### [Texto fuente]
———

El hombre de los hongos

Xalapa, Universidad Veracruzana, 2010, 93 pp.

 

Sergio Galindo (Xalapa, 1926-Veracruz, 1993) no fue un favorito de la fama. Escritor de provincia, funcionario cultural y universitario, hombre de perfil discreto y ajeno a las modas literarias, no poseía ciertamente los atributos que esta suele favorecer. Fue autor, sin embargo, de una amplia obra narrativa en la que lo mismo hay textos magistrales que otros poco afortunados; fue, ante todo, fiel a su vocación de escritor (creía firmemente que el escritor nace como tal, pero que debe, frente a los obstáculos y distracciones que plantea la vida, luchar por hacer prevalecer su vocación). Entre sus mejores obras habría que destacar Polvos de arroz, Otilia Rauda, algunos cuentos de ¡Oh, hermoso mundo! y esta, probablemente su obra maestra, que vuelve a publicar la Universidad Veracruzana (su casa durante mucho tiempo, en la que fundó la colección Ficción y la revista La Palabra y el Hombre) como parte de una nueva edición de sus obras.

———

### [Tarea 1]
Extrae de los registros siguientes cada línea que contenga la palabra "road".

### [Registros]
———

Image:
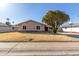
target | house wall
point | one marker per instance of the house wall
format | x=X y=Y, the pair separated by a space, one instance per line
x=5 y=29
x=30 y=26
x=73 y=29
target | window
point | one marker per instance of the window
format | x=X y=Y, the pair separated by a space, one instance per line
x=38 y=27
x=24 y=27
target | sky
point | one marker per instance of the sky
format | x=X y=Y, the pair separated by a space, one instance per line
x=20 y=12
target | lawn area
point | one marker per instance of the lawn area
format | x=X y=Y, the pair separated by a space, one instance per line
x=17 y=36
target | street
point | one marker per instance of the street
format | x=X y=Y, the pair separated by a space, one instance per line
x=39 y=48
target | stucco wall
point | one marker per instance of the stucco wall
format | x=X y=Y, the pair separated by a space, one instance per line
x=5 y=29
x=74 y=29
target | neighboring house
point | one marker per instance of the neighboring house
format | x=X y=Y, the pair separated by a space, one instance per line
x=32 y=25
x=5 y=28
x=71 y=27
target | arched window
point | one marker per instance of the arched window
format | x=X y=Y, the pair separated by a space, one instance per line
x=24 y=27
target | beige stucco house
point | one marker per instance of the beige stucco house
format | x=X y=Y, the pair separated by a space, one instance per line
x=31 y=25
x=5 y=28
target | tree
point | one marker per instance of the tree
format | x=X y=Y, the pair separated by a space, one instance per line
x=55 y=19
x=7 y=22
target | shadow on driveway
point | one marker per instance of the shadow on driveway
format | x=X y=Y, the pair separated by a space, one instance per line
x=72 y=35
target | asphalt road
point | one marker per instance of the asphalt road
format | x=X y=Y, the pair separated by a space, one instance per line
x=39 y=48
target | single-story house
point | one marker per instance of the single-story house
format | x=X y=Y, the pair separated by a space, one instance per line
x=32 y=25
x=5 y=28
x=73 y=27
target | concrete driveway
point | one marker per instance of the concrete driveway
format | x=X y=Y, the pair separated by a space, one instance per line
x=39 y=48
x=74 y=35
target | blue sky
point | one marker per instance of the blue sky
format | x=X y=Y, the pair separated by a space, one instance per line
x=20 y=12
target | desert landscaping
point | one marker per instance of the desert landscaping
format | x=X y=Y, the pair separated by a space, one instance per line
x=20 y=36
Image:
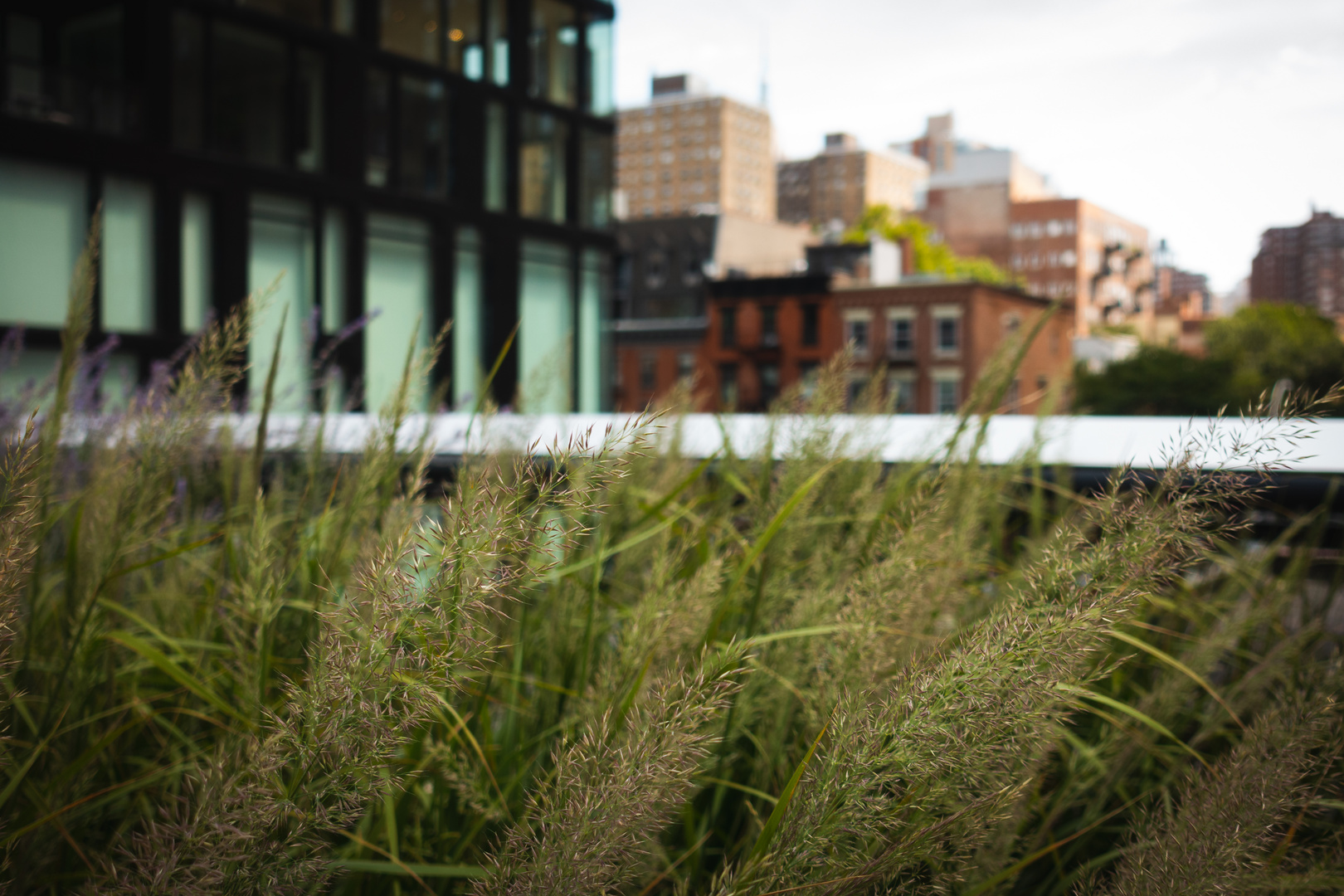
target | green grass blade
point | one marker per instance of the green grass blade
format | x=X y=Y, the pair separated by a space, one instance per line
x=1179 y=666
x=409 y=869
x=1133 y=713
x=772 y=825
x=175 y=672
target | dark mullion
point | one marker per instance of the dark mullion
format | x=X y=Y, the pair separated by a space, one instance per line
x=167 y=275
x=353 y=353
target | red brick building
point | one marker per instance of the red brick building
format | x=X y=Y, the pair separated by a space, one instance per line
x=1070 y=249
x=930 y=340
x=1303 y=265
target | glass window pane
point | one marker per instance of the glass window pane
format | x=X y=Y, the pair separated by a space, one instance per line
x=593 y=349
x=397 y=284
x=411 y=28
x=496 y=158
x=379 y=123
x=334 y=270
x=188 y=54
x=128 y=257
x=596 y=184
x=305 y=11
x=43 y=217
x=546 y=336
x=496 y=41
x=424 y=136
x=468 y=321
x=281 y=246
x=542 y=167
x=343 y=17
x=465 y=50
x=601 y=95
x=553 y=42
x=309 y=119
x=249 y=95
x=195 y=262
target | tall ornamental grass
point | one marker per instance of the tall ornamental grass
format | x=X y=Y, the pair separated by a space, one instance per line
x=621 y=670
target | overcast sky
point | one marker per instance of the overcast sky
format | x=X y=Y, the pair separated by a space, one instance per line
x=1203 y=119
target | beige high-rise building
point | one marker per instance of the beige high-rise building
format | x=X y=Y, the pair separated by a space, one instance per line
x=845 y=179
x=687 y=152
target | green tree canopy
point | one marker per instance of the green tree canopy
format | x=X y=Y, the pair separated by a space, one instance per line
x=1265 y=343
x=930 y=254
x=1246 y=355
x=1155 y=381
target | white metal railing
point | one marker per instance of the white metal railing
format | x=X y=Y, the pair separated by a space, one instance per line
x=1147 y=442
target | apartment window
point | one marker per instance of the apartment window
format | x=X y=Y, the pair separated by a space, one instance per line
x=247 y=93
x=728 y=387
x=308 y=12
x=769 y=328
x=811 y=324
x=648 y=371
x=686 y=367
x=901 y=391
x=728 y=327
x=378 y=128
x=553 y=45
x=424 y=136
x=856 y=325
x=596 y=180
x=280 y=246
x=413 y=28
x=542 y=167
x=901 y=334
x=397 y=284
x=947 y=329
x=947 y=391
x=188 y=80
x=546 y=338
x=808 y=373
x=309 y=108
x=769 y=383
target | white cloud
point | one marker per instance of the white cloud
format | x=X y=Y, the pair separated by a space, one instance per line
x=1203 y=119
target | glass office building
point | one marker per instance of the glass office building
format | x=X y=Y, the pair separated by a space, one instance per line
x=375 y=167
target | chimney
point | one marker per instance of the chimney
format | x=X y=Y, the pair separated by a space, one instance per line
x=680 y=85
x=841 y=143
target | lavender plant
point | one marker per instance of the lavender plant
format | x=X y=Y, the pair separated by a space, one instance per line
x=617 y=670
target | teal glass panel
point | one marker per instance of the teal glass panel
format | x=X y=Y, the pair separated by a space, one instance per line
x=542 y=187
x=496 y=158
x=397 y=286
x=468 y=321
x=593 y=349
x=546 y=336
x=128 y=257
x=601 y=95
x=195 y=262
x=334 y=270
x=280 y=254
x=43 y=218
x=496 y=41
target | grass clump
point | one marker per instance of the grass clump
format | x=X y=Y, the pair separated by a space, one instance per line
x=620 y=670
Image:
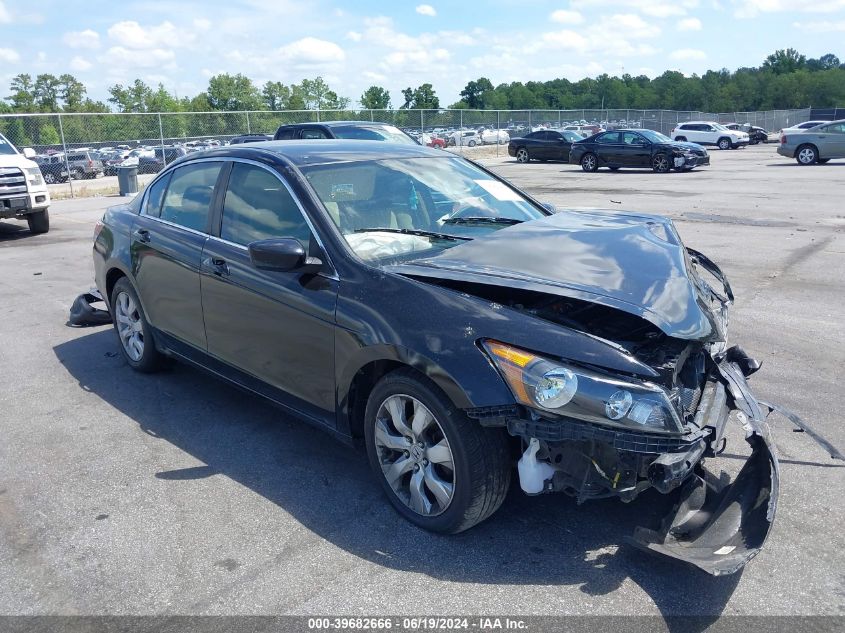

———

### [Tarea 2]
Según el texto fuente, ¿qué colección y qué revista fundó Sergio Galindo en la Universidad Veracruzana?

### [Respuesta 1]
target | asphalt road
point | one marker per instance of the asphalt road

### [Respuesta 2]
La colección Ficción y la revista La Palabra y el Hombre.